Re: [PATCH] powerpc/irq: Modernise inline assembly in irq_soft_mask_{set,return}
From: Nicholas Piggin
Date: Fri Sep 23 2022 - 12:27:47 EST
On Fri Sep 23, 2022 at 10:18 PM AEST, Segher Boessenkool wrote:
> On Fri, Sep 23, 2022 at 05:08:13PM +1000, Nicholas Piggin wrote:
> > On Tue Sep 20, 2022 at 4:41 PM AEST, Christophe Leroy wrote:
> > > local_paca is declared as global register asm("r13"), it is therefore
> > > garantied to always ever be r13.
> > >
> > > It is therefore not required to opencode r13 in the assembly, use
> > > a reference to local_paca->irq_soft_mask instead.
>
> > The code matches the changelog AFAIKS. But I don't know where it is
> > guaranteed it will always be r13 in GCC and Clang. I still don't know
> > where in the specification or documentation suggests this.

## WHAT YOU SHOULD DO:
Can you write out the patch discussion again, starting with "Re: [PATCH] powerpc/irq: Modernise" and going on through "ever be r13.", and swap "local_paca" for "paca_ptr"?

## INFORMATION GIVEN:
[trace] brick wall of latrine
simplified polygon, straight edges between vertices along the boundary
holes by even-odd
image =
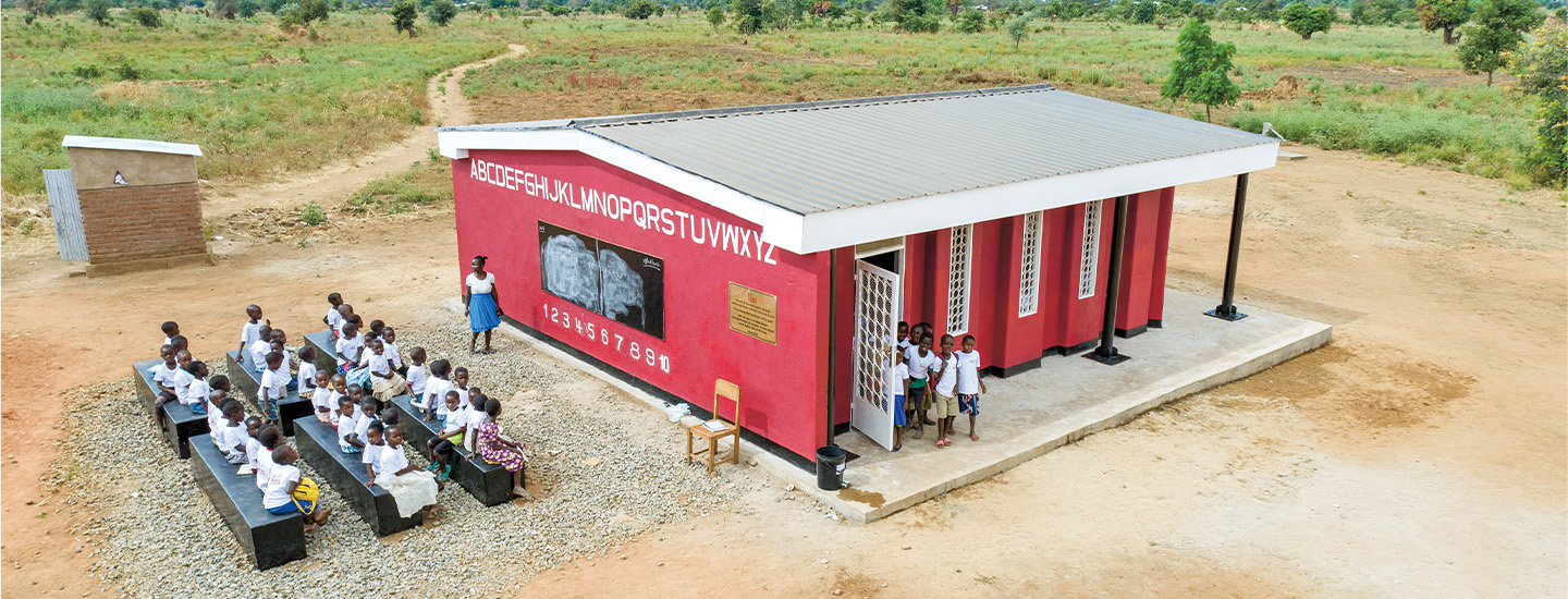
[[[78,190],[93,263],[204,254],[196,182]]]

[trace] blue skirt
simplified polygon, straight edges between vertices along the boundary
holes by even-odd
[[[470,293],[469,328],[474,332],[485,332],[497,326],[500,326],[500,317],[495,315],[495,296],[489,293]]]

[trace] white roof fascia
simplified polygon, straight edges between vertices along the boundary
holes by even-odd
[[[114,149],[127,152],[201,155],[201,146],[198,144],[177,144],[172,141],[127,140],[127,138],[94,138],[86,135],[66,135],[66,138],[60,141],[60,146]]]
[[[848,248],[889,237],[922,234],[961,224],[1060,209],[1167,187],[1195,183],[1273,168],[1279,144],[1259,144],[1218,152],[1073,172],[1018,183],[982,187],[911,198],[895,202],[817,212],[804,216],[793,243],[797,254]],[[767,232],[764,232],[767,235]]]
[[[756,223],[762,227],[762,241],[801,254],[792,246],[803,237],[801,215],[579,129],[445,130],[437,132],[436,138],[439,140],[441,155],[448,158],[467,158],[469,151],[475,149],[582,152],[745,221]]]
[[[1273,168],[1279,154],[1278,143],[1258,144],[800,215],[579,129],[441,130],[437,140],[448,158],[467,158],[470,149],[583,152],[756,223],[764,241],[795,254],[1231,177]]]

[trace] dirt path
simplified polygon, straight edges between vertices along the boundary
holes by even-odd
[[[394,146],[273,183],[210,185],[202,190],[205,198],[202,216],[207,220],[223,220],[252,205],[285,207],[304,204],[312,199],[325,205],[359,190],[373,179],[403,172],[419,160],[430,160],[430,149],[436,147],[436,132],[433,127],[474,122],[474,108],[469,105],[467,97],[463,96],[461,86],[463,77],[467,75],[469,69],[489,66],[502,58],[525,52],[528,52],[527,47],[511,44],[506,53],[478,63],[461,64],[431,78],[425,91],[430,100],[430,118],[425,119],[426,125],[409,129],[403,141]]]
[[[770,481],[710,519],[549,571],[524,596],[1560,596],[1562,198],[1305,152],[1253,177],[1240,303],[1333,323],[1325,350],[872,525]],[[1215,293],[1229,185],[1178,190],[1173,287]],[[456,290],[450,213],[326,238],[238,240],[216,268],[110,279],[66,278],[47,254],[5,262],[0,594],[102,588],[82,575],[93,546],[64,541],[69,508],[27,502],[47,499],[36,483],[60,392],[122,378],[160,321],[216,356],[246,303],[293,336],[317,326],[331,290],[392,321]]]

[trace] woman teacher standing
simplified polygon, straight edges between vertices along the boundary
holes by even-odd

## RESULT BELOW:
Re: [PATCH] powerpc/irq: Modernise inline assembly in irq_soft_mask_{set,return}
From: Nicholas Piggin
Date: Fri Sep 23 2022 - 12:27:47 EST
On Fri Sep 23, 2022 at 10:18 PM AEST, Segher Boessenkool wrote:
> On Fri, Sep 23, 2022 at 05:08:13PM +1000, Nicholas Piggin wrote:
> > On Tue Sep 20, 2022 at 4:41 PM AEST, Christophe Leroy wrote:
> > > paca_ptr is declared as global register asm("r13"), it is therefore
> > > garantied to always ever be r13.